> [THE DATA]:
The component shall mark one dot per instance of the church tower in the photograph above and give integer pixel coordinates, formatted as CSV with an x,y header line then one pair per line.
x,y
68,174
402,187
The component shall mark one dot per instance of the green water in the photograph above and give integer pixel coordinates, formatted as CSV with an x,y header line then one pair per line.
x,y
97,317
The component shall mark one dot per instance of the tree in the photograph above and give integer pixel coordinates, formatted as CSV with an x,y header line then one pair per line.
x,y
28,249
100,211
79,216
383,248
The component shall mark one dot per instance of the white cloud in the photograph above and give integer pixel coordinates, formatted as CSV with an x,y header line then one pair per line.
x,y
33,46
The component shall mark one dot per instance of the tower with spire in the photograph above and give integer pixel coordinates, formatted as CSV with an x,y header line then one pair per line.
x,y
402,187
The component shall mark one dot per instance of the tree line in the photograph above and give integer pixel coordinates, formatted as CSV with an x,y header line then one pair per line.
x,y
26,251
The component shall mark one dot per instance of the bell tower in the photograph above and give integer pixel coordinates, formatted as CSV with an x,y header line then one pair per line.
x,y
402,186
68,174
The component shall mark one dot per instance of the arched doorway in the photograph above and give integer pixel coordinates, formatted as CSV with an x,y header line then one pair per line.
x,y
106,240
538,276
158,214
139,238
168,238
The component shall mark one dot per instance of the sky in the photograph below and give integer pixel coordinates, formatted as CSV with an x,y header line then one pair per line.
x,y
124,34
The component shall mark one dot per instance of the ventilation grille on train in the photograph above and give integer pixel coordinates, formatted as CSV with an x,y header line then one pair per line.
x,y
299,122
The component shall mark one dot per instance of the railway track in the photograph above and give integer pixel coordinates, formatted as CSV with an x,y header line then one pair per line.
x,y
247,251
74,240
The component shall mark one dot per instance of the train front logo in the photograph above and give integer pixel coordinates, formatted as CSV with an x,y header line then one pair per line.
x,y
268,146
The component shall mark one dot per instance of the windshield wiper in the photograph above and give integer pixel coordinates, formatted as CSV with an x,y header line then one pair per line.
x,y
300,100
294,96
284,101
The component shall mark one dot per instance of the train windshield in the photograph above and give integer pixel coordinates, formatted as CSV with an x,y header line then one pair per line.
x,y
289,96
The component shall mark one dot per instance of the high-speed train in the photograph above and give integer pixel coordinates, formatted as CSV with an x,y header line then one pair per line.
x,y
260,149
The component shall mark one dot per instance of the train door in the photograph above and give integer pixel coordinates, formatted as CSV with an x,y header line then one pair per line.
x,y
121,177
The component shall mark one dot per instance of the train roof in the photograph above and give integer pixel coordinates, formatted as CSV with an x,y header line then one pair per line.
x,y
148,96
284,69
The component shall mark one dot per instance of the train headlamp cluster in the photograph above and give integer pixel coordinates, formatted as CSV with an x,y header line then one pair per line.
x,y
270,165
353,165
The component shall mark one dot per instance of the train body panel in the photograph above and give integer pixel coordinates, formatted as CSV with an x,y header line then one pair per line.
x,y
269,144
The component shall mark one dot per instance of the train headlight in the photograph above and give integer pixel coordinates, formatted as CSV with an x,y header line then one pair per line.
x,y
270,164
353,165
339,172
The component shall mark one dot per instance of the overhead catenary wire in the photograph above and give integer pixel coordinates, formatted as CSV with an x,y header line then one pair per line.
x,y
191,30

> [ASSIGNMENT]: Each of the records shown above needs to be repeated exactly.

> [OUTPUT FOR THIS TASK]:
The component shall mark one dot per instance of the church tower in the photograph above and give integer pixel coordinates, formatted as CSV with an x,y header line then one pair per line.
x,y
68,174
402,187
The component shall mark one dot per instance of the green water in the photograph above and give integer pixel coordinates, formatted as CSV with an x,y header line then one pair per line.
x,y
97,317
The component shall mark one dot per instance of the tree in the photograph above and give integer pixel coordinates, formatted as CSV with an x,y header line then one pair per line.
x,y
28,249
100,211
79,216
383,248
The component shall mark one dot per instance of the white cloud in the photograph above and give integer pixel coordinates, formatted as CSV with an x,y header line then one pair per line.
x,y
33,46
The component shall mark one dot per instance of the tower with spire in the photograph above and give integer pixel coordinates, formatted as CSV with an x,y header line then one pair per line.
x,y
402,187
The component shall mark one dot per instance of the tree line in the photograph above and give integer pixel coordinates, formatted as CSV with an x,y header line then one pair per line.
x,y
26,251
The component shall mark one dot per instance of the bell tower in the photograph above and give integer pixel coordinates, formatted as CSV with an x,y header line then one pair per line.
x,y
402,186
68,174
The component shall mark one dot per instance of the arched doorway in the photograph above and give integer pixel coordinates, formatted as CSV with an x,y header line then one pair per line.
x,y
106,240
538,276
158,214
139,238
168,238
The component shall mark one dot per instance of the sky in the photograph below and give integer pixel coordinates, formatted as CSV with an x,y header line then one pair per line.
x,y
124,34
The component shall mark one dot per instance of the ventilation grille on train in the photograph above and give integer pixel coordinates, formatted as CSV with an x,y header line then one pair per line.
x,y
299,122
The component shall mark one dot per instance of the railway track in the photograph above and give integer pixel coordinates, formatted as CSV with an x,y header line then one pair per line.
x,y
247,251
74,240
The component shall mark one dot per instance of the train front logo in the photograph above and give integer pixel coordinates, formatted as CSV with an x,y header line then one pair per line.
x,y
268,146
The component shall mark one dot per instance of the windshield wiper in the photograph above and give integer pixel coordinates, formatted as CSV with an x,y header line then one pair per line.
x,y
300,100
294,96
284,101
The component shall mark one dot per instance of the train windshield in the photograph above and give integer pixel coordinates, formatted as CSV with an x,y header line then one pair per line.
x,y
289,96
The component shall mark one dot per instance of the high-speed train in the photograph above and give integer pixel coordinates, formatted as CSV with an x,y header line then one pair per line.
x,y
260,149
The component shall mark one dot per instance of the train door in the photograph above and give integer pixel coordinates, formatted as CSV with an x,y header line then one pair per line.
x,y
121,177
The component shall mark one dot per instance of the train roof in the photograph above and give integer pixel coordinates, formatted as CSV with an x,y header line then one pair per line.
x,y
148,96
284,69
The component shall mark one dot per instance of the train headlamp cluster in the photograph above and give integer pixel coordinates, formatted as CSV with an x,y header line then one pair per line.
x,y
270,165
353,165
The component shall mark one dot per instance of the train body panel in the photograph above and give integer pixel coordinates, formatted as CSV with an x,y header line then one pair per line.
x,y
269,144
The component shall mark one dot per instance of the train headlight in the photograph above and give integer pixel coordinates, formatted as CSV with an x,y header line then one pair per line.
x,y
270,164
353,165
339,172
The component shall mark one dot per instance of the overhead catenary wire in the photograph above and give integer pixel coordinates, formatted as CSV with an x,y header line then one pair per line.
x,y
191,30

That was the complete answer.